= OBJECTIVE =
Copy the records verbatim, starting at the line that contains "of the clear" and ending at the last line of the records, both ends included.

──────── PROVIDED RECORDS

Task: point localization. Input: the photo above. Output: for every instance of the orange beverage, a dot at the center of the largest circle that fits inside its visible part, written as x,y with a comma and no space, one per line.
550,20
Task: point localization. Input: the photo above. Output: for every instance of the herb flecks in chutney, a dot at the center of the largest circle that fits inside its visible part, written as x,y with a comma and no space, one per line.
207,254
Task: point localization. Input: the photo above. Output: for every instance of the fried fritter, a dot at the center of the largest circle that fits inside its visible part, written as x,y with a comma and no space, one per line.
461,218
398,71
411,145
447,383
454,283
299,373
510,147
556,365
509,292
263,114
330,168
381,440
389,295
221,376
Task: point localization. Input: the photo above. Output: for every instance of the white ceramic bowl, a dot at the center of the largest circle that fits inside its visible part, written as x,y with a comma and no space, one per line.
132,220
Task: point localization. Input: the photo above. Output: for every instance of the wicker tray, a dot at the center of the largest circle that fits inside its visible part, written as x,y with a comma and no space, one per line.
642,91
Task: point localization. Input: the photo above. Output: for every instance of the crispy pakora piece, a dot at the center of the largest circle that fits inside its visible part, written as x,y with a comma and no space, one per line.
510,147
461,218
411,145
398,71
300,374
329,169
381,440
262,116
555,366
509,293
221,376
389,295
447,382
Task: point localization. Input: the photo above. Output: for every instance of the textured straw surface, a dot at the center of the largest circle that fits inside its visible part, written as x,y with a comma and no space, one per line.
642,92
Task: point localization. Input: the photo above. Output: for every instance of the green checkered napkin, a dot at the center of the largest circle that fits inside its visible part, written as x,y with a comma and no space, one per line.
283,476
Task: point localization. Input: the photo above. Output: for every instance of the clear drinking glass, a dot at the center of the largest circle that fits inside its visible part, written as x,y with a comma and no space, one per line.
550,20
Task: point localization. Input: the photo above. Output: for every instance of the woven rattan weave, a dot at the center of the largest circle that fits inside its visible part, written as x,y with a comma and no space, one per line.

────────────────

= EXPECTED OUTPUT =
Task: point localization. Input: the photo above. Output: for every instance of the clear drinking glass, a dot at the center of the largest circle that fits inside its visible part, written as x,y with a comma and no space, one per line.
550,20
Task: point localization. Input: the photo above. Output: for every instance of the woven rattan weave, a dot at the center of the largest circle that fits inside its visible part, written as x,y with a comma and no space, one per line.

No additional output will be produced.